_SHORT TASK_
The required output consists solely of the lines from the line containing "Where can you find the silver" through the end of the records, copied exactly.

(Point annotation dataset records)
★ ★ ★ ★ ★ ★ ★

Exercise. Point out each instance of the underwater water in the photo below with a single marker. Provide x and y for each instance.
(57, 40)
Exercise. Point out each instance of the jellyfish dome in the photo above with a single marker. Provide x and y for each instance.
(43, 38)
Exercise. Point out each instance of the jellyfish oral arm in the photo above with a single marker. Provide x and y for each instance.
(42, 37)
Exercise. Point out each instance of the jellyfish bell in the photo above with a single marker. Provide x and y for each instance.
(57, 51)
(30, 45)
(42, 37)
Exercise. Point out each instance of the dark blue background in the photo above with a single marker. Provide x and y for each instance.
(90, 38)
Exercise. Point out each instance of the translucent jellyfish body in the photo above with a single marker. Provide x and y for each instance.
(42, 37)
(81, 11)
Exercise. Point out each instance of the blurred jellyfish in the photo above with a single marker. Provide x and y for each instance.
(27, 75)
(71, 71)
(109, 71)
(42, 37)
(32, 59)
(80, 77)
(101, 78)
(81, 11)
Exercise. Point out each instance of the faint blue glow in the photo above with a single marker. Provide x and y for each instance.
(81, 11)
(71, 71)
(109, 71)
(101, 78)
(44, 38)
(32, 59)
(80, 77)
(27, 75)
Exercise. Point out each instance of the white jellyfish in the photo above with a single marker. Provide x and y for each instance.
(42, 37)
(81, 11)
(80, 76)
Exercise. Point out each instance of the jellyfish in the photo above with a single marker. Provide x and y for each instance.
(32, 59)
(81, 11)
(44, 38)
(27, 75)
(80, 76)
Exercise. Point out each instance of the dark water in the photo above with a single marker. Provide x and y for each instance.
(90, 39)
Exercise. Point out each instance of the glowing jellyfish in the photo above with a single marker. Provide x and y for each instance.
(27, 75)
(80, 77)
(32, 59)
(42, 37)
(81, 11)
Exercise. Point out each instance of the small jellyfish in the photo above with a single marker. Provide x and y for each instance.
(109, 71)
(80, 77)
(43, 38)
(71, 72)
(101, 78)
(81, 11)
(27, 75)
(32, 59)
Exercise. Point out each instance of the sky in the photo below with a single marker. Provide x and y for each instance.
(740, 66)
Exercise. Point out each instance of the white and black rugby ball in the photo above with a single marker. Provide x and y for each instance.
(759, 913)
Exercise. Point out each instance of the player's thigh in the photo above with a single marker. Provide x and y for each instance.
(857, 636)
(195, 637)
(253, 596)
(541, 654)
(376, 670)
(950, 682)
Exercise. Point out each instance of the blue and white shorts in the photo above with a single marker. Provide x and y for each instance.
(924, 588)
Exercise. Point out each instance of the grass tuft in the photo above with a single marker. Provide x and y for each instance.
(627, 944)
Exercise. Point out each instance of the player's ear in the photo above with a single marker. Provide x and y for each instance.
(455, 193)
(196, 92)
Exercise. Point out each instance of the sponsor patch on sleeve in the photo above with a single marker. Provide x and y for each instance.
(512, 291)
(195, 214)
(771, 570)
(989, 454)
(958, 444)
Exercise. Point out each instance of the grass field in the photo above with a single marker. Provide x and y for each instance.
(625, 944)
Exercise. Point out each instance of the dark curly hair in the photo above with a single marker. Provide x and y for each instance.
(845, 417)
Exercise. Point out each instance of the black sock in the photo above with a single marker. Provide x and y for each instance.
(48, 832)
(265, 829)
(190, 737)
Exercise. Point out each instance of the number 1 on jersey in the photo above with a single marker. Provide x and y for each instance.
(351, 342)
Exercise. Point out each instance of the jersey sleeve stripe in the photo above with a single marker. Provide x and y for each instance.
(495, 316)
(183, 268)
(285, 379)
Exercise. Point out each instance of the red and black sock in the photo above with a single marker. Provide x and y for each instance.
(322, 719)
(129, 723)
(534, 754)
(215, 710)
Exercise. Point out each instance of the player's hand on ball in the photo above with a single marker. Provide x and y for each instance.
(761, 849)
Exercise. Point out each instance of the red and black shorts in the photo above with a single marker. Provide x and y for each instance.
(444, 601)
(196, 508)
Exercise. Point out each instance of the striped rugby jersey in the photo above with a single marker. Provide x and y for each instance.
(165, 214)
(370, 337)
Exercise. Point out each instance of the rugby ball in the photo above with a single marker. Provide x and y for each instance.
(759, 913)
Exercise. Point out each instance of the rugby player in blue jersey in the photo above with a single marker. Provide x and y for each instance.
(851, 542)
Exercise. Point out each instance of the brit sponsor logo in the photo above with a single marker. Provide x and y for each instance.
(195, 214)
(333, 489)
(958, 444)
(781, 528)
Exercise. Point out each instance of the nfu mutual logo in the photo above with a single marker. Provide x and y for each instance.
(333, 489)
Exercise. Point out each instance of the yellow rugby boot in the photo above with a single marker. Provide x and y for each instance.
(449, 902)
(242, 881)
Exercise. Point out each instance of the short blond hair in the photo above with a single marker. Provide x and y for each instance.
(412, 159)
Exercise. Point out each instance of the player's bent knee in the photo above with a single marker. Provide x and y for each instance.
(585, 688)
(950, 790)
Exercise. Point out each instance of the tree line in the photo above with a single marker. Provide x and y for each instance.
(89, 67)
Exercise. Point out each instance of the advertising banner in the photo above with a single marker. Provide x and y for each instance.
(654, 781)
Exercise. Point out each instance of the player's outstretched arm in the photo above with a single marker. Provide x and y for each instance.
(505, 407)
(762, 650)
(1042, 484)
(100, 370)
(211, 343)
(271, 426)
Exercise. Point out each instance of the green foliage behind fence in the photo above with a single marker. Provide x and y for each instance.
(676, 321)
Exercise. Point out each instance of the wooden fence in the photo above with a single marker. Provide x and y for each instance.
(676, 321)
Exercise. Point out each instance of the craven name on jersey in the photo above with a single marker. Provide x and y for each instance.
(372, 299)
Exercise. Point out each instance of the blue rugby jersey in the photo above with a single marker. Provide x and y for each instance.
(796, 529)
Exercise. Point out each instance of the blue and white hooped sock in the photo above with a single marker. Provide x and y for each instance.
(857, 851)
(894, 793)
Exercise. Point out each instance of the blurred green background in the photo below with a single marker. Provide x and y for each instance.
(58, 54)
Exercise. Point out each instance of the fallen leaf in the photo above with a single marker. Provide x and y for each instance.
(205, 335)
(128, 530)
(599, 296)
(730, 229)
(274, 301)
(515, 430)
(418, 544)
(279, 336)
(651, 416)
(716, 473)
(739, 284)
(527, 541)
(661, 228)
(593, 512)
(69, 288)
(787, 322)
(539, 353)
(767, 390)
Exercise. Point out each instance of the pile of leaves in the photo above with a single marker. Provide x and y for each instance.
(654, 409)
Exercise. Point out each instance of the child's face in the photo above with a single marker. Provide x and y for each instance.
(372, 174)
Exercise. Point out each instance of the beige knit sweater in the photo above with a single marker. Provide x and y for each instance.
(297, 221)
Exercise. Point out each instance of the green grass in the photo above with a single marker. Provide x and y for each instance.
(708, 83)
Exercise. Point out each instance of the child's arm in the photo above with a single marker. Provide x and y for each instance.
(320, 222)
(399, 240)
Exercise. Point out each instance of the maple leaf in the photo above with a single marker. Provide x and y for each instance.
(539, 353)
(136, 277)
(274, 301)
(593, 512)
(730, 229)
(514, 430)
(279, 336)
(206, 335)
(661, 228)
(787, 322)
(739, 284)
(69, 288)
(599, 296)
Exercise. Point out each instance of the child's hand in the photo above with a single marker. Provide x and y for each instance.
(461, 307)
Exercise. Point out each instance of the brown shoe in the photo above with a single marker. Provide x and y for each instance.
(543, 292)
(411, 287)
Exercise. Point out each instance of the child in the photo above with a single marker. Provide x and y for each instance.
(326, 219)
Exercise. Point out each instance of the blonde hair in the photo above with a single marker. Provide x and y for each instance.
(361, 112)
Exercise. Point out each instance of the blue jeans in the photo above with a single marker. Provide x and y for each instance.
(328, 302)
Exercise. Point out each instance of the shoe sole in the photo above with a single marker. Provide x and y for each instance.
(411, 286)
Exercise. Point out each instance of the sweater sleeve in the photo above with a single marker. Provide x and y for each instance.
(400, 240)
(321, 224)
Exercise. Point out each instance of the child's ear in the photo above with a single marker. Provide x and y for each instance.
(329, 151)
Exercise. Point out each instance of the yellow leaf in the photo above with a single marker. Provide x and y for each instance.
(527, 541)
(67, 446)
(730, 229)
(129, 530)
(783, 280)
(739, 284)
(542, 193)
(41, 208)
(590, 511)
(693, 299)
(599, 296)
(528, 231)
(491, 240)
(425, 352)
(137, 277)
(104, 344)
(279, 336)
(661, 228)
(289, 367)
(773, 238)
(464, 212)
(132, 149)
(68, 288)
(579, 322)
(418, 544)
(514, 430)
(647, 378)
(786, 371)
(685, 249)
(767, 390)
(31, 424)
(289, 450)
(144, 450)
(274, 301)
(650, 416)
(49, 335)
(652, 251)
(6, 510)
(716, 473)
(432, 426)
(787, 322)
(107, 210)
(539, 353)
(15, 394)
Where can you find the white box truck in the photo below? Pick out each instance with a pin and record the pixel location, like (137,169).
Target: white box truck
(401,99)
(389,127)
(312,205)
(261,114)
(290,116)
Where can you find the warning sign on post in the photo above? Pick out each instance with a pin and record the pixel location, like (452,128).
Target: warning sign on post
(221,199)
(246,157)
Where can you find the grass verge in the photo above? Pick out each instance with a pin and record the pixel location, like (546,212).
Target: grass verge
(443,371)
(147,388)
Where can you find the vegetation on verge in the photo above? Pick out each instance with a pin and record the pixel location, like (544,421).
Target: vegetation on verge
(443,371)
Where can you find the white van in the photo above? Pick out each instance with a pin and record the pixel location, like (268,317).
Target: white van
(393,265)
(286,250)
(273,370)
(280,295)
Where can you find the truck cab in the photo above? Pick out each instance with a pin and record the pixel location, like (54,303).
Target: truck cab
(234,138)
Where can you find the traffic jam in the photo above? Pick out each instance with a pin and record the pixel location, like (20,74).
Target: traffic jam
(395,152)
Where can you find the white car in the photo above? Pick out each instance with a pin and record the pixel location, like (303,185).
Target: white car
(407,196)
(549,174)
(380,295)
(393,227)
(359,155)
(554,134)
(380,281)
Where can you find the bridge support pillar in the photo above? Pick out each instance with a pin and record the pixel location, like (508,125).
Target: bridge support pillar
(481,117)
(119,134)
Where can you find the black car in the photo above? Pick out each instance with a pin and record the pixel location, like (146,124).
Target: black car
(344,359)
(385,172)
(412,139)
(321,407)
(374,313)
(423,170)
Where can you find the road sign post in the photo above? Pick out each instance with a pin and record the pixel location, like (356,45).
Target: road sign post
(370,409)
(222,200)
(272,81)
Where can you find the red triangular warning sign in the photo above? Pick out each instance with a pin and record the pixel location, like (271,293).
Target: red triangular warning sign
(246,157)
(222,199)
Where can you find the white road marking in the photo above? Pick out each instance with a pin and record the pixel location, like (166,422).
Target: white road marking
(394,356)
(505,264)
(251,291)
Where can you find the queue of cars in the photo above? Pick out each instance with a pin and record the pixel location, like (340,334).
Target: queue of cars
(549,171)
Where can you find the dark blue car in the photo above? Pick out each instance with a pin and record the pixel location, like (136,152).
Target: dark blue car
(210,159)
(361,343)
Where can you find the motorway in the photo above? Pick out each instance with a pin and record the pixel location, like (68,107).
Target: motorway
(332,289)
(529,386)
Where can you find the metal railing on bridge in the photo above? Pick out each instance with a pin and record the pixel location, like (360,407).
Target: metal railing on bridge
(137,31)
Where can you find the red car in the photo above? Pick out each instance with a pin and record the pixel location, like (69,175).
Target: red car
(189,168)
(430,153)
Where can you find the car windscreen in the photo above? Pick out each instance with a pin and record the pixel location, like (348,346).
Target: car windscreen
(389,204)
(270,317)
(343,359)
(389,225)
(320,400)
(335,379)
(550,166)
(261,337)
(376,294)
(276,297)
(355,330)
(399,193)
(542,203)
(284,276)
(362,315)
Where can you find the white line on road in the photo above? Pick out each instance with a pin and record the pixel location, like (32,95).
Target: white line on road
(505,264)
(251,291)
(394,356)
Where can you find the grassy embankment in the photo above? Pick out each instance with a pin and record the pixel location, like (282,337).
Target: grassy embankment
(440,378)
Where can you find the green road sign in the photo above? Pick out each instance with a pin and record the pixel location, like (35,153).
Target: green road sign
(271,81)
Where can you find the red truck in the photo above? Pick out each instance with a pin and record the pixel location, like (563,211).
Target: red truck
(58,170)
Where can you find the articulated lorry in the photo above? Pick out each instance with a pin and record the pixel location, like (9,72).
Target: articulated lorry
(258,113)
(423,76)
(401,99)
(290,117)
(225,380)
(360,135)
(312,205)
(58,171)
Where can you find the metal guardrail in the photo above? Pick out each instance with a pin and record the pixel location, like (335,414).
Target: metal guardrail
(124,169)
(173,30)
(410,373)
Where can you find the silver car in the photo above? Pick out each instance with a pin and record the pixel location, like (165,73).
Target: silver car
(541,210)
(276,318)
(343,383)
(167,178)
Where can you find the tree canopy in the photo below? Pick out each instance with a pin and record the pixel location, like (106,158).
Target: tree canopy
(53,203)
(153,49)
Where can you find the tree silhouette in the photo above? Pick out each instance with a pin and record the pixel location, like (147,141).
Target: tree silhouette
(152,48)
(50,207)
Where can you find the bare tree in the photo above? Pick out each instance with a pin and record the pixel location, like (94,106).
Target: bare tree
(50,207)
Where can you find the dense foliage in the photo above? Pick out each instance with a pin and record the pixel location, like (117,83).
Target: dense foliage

★ ★ ★ ★ ★ ★ ★

_EXERCISE ANSWER_
Where can you find the silver car in the photo above? Pick out each instance with a pin and record the pixel location, like (165,73).
Target: silver car
(541,210)
(276,318)
(343,383)
(167,178)
Where can you find the tree canopy in the photo below? Pick out each instance with a pin and record the pixel location, like (106,158).
Target: tree canopy
(53,203)
(153,49)
Where can you find the tree silhouette in the photo above? Pick out each instance with a pin and record the pixel location, like (147,141).
Target: tree silhouette
(152,48)
(50,207)
Where can you find the bare tree in the photo above? Pick out each instance with a pin and record the pixel location, like (94,106).
Target: bare tree
(50,207)
Where can you find the dense foliage in the photo above? Pick out each instance with a pin and record the pixel location, like (117,83).
Target: dense foliage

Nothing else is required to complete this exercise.